START Given data

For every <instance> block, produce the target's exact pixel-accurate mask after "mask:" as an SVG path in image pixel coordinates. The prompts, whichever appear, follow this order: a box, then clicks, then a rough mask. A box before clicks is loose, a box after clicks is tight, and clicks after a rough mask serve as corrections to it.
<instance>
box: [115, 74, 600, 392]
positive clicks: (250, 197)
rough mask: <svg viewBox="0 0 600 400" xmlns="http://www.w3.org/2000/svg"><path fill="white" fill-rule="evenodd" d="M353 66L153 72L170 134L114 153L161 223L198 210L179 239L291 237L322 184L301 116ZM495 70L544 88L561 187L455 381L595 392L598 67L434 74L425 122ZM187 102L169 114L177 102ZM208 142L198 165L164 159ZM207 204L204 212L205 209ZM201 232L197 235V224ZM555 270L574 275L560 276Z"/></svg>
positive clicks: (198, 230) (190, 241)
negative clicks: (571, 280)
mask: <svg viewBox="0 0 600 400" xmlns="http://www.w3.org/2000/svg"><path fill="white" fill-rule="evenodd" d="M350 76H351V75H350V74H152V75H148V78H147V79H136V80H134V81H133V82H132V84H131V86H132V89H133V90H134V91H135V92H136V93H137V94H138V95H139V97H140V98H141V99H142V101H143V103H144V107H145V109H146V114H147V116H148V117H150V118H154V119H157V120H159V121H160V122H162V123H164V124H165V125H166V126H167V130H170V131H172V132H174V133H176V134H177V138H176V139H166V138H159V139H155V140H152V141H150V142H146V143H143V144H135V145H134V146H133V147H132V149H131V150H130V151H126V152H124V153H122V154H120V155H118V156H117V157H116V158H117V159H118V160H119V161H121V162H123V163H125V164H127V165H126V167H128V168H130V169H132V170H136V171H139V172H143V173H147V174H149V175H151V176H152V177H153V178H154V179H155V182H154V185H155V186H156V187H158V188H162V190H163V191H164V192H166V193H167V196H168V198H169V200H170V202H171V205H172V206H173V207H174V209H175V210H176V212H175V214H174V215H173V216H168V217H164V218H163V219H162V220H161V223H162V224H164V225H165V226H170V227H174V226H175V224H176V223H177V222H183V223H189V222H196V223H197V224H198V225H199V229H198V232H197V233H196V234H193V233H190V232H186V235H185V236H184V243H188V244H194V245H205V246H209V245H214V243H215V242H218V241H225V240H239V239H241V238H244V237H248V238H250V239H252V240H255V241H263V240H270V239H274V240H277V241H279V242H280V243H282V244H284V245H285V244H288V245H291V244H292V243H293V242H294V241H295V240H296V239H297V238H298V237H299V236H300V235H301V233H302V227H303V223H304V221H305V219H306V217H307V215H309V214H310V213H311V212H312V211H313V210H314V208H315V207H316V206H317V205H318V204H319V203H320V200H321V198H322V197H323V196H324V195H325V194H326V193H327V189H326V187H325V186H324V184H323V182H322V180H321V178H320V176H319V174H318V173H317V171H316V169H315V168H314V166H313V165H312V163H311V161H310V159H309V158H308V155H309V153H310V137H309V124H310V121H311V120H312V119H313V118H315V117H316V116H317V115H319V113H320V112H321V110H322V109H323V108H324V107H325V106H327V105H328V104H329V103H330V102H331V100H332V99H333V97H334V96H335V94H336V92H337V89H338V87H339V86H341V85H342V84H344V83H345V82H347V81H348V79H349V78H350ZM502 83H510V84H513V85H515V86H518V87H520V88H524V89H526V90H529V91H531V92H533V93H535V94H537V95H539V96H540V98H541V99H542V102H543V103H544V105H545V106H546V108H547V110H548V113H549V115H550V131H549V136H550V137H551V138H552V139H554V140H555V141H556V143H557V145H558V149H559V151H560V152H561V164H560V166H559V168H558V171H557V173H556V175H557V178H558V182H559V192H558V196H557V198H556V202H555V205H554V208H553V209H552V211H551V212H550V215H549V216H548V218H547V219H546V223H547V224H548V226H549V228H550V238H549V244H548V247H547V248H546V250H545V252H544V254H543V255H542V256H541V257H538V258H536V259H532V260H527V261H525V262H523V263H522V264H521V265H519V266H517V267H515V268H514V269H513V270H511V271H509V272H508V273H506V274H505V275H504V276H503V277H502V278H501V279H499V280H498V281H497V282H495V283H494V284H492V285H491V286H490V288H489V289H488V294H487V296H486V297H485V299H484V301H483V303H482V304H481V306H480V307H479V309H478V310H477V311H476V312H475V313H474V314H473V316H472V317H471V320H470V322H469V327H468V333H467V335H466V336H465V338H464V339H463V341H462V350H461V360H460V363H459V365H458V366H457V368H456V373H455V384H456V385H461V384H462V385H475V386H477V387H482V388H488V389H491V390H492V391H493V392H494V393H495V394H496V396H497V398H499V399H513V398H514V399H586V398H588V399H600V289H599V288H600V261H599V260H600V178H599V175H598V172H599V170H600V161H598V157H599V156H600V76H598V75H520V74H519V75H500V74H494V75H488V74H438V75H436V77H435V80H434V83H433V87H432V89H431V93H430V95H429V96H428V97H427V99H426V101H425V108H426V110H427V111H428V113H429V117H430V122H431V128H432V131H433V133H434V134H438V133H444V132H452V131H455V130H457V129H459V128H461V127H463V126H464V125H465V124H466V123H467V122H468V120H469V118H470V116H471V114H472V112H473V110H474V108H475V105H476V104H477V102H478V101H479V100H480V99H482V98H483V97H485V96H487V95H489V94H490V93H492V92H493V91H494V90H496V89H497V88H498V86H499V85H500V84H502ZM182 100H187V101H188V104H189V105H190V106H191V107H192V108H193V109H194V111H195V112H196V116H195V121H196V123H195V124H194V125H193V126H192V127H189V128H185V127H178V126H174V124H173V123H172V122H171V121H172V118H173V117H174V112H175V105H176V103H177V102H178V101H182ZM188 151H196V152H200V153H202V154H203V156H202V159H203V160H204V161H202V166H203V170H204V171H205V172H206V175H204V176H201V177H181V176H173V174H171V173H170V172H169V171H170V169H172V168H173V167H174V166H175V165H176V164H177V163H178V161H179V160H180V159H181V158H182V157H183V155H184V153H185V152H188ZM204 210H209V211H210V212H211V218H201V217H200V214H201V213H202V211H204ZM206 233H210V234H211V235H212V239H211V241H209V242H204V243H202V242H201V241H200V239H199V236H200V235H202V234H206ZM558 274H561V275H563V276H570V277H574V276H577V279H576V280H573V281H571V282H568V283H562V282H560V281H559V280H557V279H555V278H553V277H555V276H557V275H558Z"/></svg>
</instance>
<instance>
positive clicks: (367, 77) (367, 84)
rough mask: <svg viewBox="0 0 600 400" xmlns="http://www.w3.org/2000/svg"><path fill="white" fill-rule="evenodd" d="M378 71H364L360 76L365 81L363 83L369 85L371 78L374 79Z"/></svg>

END Given data

* The task
The answer must be every line of the data that contains the word "positive".

* Problem solution
positive clicks: (250, 197)
positive clicks: (198, 230) (190, 241)
positive clicks: (367, 77) (367, 84)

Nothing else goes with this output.